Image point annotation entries
******************************

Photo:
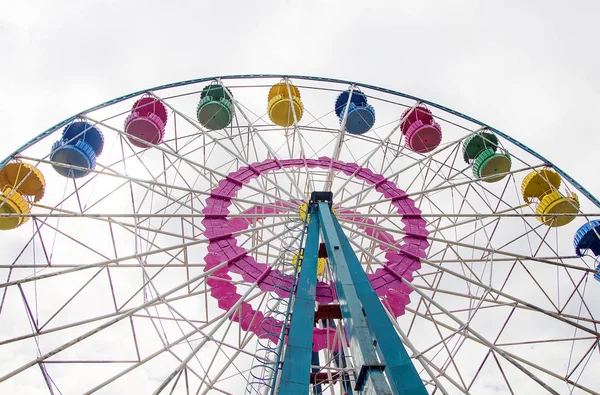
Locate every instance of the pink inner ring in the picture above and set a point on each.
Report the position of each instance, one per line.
(387, 281)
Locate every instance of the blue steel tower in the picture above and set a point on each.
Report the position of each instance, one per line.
(382, 365)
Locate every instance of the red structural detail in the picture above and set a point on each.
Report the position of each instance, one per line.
(328, 312)
(323, 377)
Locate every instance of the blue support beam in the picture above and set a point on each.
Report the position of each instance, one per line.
(400, 372)
(370, 378)
(295, 375)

******************************

== WHAT YOU SHOULD DO ==
Could you quote the material above word for word, including every point, but leave the picture out?

== EXERCISE SOLUTION ==
Photo:
Locate every instance of the pink inner ring in the picture above and set a point on each.
Report the position of each instance, one per line.
(387, 281)
Locate every instance of the blue steel tower in the picture above and set a point on each.
Report the position of each instance, one per line.
(382, 365)
Locate every instance of the red structural detail in the picture above and set a point on each.
Report the position of each instance, one per line.
(328, 312)
(323, 377)
Locate every instance of the blue support beam in the picture above and set a point on each.
Report the position of each instance, one per line.
(400, 372)
(370, 378)
(295, 375)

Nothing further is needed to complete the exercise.